# WORK TO COMPLETE
From the records below, copy every line that contains the word "frame".

(RECORDS PROVIDED Opens)

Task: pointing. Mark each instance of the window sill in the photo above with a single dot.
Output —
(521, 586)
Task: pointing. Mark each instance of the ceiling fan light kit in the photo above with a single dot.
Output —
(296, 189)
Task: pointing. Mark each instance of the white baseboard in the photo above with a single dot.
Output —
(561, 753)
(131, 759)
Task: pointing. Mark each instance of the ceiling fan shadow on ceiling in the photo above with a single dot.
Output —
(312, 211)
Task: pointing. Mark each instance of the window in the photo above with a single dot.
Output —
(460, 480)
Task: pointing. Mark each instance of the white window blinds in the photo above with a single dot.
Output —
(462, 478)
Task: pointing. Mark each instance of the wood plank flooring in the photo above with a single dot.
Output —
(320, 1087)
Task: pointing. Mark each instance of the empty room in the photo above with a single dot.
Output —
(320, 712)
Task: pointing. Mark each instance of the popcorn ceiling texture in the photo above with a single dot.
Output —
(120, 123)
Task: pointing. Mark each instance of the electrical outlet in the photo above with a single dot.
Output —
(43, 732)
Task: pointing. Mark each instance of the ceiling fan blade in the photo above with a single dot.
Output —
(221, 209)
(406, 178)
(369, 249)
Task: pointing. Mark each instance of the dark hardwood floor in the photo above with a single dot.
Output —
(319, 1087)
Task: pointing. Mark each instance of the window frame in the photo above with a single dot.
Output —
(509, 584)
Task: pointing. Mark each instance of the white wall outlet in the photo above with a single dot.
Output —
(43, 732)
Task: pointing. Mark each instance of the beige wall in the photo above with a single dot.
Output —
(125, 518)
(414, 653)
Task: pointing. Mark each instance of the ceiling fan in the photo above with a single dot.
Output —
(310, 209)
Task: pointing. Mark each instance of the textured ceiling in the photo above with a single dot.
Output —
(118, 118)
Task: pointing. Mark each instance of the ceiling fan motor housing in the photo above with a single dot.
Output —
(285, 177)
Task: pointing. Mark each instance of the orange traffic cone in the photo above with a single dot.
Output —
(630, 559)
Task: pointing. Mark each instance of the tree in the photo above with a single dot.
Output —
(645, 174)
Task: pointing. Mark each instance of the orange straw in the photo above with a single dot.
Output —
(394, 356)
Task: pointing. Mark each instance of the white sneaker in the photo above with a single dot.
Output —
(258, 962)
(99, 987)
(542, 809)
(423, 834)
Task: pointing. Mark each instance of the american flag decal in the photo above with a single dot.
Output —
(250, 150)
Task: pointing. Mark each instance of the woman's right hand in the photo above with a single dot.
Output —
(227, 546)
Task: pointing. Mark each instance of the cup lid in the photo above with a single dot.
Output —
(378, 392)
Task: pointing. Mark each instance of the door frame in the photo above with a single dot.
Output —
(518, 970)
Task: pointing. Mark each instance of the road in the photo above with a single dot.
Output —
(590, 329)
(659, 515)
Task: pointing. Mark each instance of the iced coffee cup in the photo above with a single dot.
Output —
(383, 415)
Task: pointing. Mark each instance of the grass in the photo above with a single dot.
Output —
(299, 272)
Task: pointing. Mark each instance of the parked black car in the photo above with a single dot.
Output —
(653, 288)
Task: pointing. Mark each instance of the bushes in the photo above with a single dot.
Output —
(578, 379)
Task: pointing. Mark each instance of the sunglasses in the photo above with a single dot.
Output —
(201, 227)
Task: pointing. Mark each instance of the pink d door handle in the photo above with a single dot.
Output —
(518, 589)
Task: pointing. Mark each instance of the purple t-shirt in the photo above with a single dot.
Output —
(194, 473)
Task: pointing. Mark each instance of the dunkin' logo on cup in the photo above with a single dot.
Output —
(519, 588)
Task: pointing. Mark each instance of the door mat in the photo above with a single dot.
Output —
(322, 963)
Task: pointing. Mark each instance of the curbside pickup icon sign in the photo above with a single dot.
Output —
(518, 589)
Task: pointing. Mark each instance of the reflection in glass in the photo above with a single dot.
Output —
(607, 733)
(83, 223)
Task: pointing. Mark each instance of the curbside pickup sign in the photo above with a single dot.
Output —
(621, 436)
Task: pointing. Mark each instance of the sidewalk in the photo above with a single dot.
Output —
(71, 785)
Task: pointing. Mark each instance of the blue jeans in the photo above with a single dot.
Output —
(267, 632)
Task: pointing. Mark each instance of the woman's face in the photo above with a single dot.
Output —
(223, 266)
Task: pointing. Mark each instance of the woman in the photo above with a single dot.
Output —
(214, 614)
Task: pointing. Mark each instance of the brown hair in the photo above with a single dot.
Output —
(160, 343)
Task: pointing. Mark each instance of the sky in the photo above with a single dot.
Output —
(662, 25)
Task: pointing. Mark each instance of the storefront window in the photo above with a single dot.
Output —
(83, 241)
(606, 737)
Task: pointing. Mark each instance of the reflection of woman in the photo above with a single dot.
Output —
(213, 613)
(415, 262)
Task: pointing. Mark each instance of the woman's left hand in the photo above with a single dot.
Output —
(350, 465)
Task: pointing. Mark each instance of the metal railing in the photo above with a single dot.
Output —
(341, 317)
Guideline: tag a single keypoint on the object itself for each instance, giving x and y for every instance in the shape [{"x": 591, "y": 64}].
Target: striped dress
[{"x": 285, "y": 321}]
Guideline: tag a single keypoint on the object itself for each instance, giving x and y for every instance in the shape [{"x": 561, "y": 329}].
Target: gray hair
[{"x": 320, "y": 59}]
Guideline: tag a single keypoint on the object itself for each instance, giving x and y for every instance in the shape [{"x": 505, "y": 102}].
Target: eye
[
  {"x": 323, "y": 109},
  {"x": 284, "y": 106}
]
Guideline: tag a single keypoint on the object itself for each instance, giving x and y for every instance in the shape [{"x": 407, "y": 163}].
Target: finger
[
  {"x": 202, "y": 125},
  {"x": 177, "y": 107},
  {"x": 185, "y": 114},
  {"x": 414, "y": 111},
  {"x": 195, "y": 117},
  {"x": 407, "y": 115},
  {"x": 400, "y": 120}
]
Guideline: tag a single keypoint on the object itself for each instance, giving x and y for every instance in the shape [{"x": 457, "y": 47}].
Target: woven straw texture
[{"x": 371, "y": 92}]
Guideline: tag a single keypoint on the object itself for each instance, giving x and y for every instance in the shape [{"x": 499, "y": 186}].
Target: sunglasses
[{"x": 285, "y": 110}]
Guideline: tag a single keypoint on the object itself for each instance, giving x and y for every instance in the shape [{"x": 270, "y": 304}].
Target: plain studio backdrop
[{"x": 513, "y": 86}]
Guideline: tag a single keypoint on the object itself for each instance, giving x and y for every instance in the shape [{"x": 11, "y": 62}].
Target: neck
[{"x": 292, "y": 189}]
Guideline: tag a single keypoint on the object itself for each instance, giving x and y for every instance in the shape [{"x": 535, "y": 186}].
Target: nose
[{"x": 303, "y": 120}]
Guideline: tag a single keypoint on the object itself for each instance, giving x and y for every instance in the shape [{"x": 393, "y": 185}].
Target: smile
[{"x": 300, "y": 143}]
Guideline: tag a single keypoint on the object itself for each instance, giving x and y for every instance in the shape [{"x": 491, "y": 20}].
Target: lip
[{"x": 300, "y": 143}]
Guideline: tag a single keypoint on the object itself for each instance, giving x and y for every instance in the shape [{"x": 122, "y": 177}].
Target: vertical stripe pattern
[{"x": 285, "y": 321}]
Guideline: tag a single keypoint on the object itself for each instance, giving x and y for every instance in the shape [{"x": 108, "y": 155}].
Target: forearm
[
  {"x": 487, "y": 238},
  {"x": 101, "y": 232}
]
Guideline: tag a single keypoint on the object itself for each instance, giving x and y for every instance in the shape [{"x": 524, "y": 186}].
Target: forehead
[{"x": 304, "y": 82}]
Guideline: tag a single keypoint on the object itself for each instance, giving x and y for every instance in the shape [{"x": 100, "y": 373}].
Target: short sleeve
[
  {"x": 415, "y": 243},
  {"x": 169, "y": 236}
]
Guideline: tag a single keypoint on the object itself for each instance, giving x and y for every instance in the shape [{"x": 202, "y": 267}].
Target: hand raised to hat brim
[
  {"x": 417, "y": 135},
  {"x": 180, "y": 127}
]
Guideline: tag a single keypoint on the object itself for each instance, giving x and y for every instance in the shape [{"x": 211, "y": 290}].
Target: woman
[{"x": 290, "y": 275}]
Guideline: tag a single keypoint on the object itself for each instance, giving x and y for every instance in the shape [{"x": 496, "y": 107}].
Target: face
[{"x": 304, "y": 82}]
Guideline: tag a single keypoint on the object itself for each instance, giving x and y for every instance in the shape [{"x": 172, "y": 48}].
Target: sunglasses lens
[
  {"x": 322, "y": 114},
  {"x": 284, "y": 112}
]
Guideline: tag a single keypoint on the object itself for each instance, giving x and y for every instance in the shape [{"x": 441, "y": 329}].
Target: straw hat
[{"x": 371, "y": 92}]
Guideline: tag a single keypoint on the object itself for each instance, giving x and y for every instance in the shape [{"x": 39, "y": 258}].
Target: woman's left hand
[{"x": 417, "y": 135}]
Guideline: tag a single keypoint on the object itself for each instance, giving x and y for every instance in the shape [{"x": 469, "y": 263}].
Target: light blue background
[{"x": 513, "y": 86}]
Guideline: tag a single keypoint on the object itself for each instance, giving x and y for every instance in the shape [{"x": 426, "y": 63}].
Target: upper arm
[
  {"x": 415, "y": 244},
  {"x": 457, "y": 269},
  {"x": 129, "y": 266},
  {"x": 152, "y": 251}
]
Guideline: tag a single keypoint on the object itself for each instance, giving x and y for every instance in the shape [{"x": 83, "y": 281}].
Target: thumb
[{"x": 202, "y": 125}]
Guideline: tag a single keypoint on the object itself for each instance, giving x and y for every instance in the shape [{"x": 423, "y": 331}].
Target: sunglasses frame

(RECORDS PROVIDED Closes)

# YOUR RESPONSE
Task: pointing. Mark each instance of the window frame in the photo above with a single dot.
Task: pointing. Mark each instance of the door frame in the photo above with a single dot.
Target: sunglasses frame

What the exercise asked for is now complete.